Netzwerk "Kein Täter werden":

Kindesmissbrauch erfolgreich verhindern

Die Zwischenbilanz ist beeindruckend: Ein Netzwerk zur Prävention von Kindesmissbrauch leistet erfolgreich Hilfe für Pädophile, die unter ihrer sexuellen Störung leiden.

Angela MisslbeckVon Angela Misslbeck Veröffentlicht:
Kind und Mann in Gefahr: Gefragt ist Prävention.

Kind und Mann in Gefahr: Gefragt ist Prävention.

© kalligrafie / stock.adobe.com

BERLIN. Das Netzwerk "Kein Täter werden" zur Prävention von Kindesmissbrauch durch Therapie von Menschen mit pädophilen Störungen entwickelt sich zu einem internationalen Leuchtturmprojekt.

Knapp zwölf Jahre nach seinem Start ist es in der GKV angekommen und bietet ein englischsprachiges Beratungsportal.

Das Netzwerk versteht sich als Anlaufstelle für Pädophile aus dem Dunkelfeld, die unter ihrer sexuellen Störung leiden. Insgesamt stand es seit der Gründung 2011 mehr als 9500 Hilfesuchenden als Ansprechpartner zur Verfügung.

Langfristig wirksame Therapie

Wie wirksam das Angebot auch langfristig ist, zeigt eine neue Studie. Dafür wurden 69 ehemalige Patienten des Netzwerks sechs Jahre nach ihrer Behandlung kontaktiert.

"Bei nahezu allen der 56 befragten Therapieteilnehmer (98 Prozent) konnte nachhaltig eine Verhaltenskontrolle erreicht und damit maßgeblich sexueller Kindesmissbrauch verhindert werden", so Initiator, Netzwerksprecher und Sexualtherapeut Professor Klaus M. Beier von der Berliner Uniklinik Charité.

Seit Jahresbeginn übernimmt der GKV-Spitzenverband die Finanzierung im Rahmen eines Modellprojektes. Der stellvertretende Netzwerksprecher Professor Tilmann Krüger von der Medizinischen Hochschule Hannover (MHH) zeigte sich vor allem erfreut, dass die Behandlung von Menschen mit Pädophilie nun im SGB V als Gesundheitsleistung verankert ist.

Das sei ein wichtiges Signal für die Betroffenen. "Damit wird unser Behandlungsangebot offiziell als Gesundheitsleistung anerkannt", so Krüger.

Wie groß der Behandlungsbedarf von Menschen mit einer pädophilen Störung ist, erforscht Krüger derzeit in der sogenannten Nemup-Studie.

"Unsere Untersuchungen zeigen, dass pädophile Menschen oftmals ernst zunehmende psychische Begleiterkrankungen haben: Die Raten an Depressionen und Angsterkrankungen sind doppelt so hoch wie in der Allgemeinbevölkerung und auch eigene Erfahrungen von Missbrauch und Vernachlässigung finden sich häufiger", so Krüger.

## Aufgabe 1
Wie viele ehemalige Patienten wurden laut dem Text über das Netzwerk „Kein Täter werden“ für die neue Studie kontaktiert?
## Aufgabe 2
Zitieren Sie aus dem Text über das Netzwerk „Kein Täter werden“ wörtlich alles von „Angela MisslbeckVon Angela“ bis hinunter zu „Ansprechpartner zur Verfügung.“.
Die nachstehenden Zeilen werden nicht benötigt.

## Datenauszug
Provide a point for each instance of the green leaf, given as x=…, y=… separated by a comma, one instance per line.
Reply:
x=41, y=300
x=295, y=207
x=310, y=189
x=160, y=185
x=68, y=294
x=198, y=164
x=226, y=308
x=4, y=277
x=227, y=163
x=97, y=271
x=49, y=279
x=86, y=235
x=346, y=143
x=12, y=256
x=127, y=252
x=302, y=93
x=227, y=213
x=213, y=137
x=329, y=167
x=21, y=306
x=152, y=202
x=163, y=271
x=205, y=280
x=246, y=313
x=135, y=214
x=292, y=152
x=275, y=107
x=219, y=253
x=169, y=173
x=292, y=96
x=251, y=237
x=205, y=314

## Antwort 1
69 ehemalige Patienten, sechs Jahre nach ihrer Behandlung.

## Antwort 2
Angela MisslbeckVon Angela Misslbeck Veröffentlicht:
Kind und Mann in Gefahr: Gefragt ist Prävention.

Kind und Mann in Gefahr: Gefragt ist Prävention.

© kalligrafie / stock.adobe.com

BERLIN. Das Netzwerk "Kein Täter werden" zur Prävention von Kindesmissbrauch durch Therapie von Menschen mit pädophilen Störungen entwickelt sich zu einem internationalen Leuchtturmprojekt.

Knapp zwölf Jahre nach seinem Start ist es in der GKV angekommen und bietet ein englischsprachiges Beratungsportal.

Das Netzwerk versteht sich als Anlaufstelle für Pädophile aus dem Dunkelfeld, die unter ihrer sexuellen Störung leiden. Insgesamt stand es seit der Gründung 2011 mehr als 9500 Hilfesuchenden als Ansprechpartner zur Verfügung.